Stored data entries

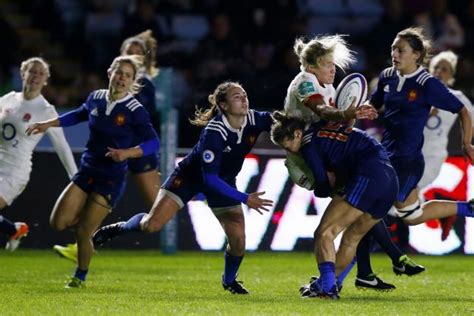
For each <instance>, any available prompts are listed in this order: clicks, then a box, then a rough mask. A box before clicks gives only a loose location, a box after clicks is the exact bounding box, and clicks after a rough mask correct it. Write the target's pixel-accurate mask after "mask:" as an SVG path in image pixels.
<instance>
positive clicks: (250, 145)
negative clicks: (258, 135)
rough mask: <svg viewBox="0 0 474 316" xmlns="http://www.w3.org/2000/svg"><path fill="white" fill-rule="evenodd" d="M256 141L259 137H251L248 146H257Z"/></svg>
mask: <svg viewBox="0 0 474 316" xmlns="http://www.w3.org/2000/svg"><path fill="white" fill-rule="evenodd" d="M256 140H257V137H255V135H250V136H249V137H248V138H247V144H249V145H250V146H253V144H255V141H256Z"/></svg>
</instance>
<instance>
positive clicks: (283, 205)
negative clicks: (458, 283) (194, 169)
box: [0, 0, 474, 254]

▶ INSTRUCTION: Please rewrite the listing with every "negative" swapped for "excluded" and nothing else changed, leaving out the pictures.

▶ ANSWER SECTION:
For each <instance>, any available prompts are listed in this order: clicks, then a box, then a rough mask. A box before clicks gives only a loose location, a box after clicks is the exact bounding box, and clicks after a rough mask correct it. Write the target's pixel-accurate mask after "mask:" as an SVG path in image pixels.
<instance>
positive clicks: (250, 145)
excluded clicks: (258, 135)
rough mask: <svg viewBox="0 0 474 316" xmlns="http://www.w3.org/2000/svg"><path fill="white" fill-rule="evenodd" d="M256 141L259 137H251L248 146H257Z"/></svg>
mask: <svg viewBox="0 0 474 316" xmlns="http://www.w3.org/2000/svg"><path fill="white" fill-rule="evenodd" d="M256 140H257V137H255V135H250V136H249V137H248V138H247V144H249V145H250V146H253V144H255V141H256Z"/></svg>
</instance>
<instance>
positive clicks: (283, 205)
excluded clicks: (458, 283) (194, 169)
box: [0, 0, 474, 254]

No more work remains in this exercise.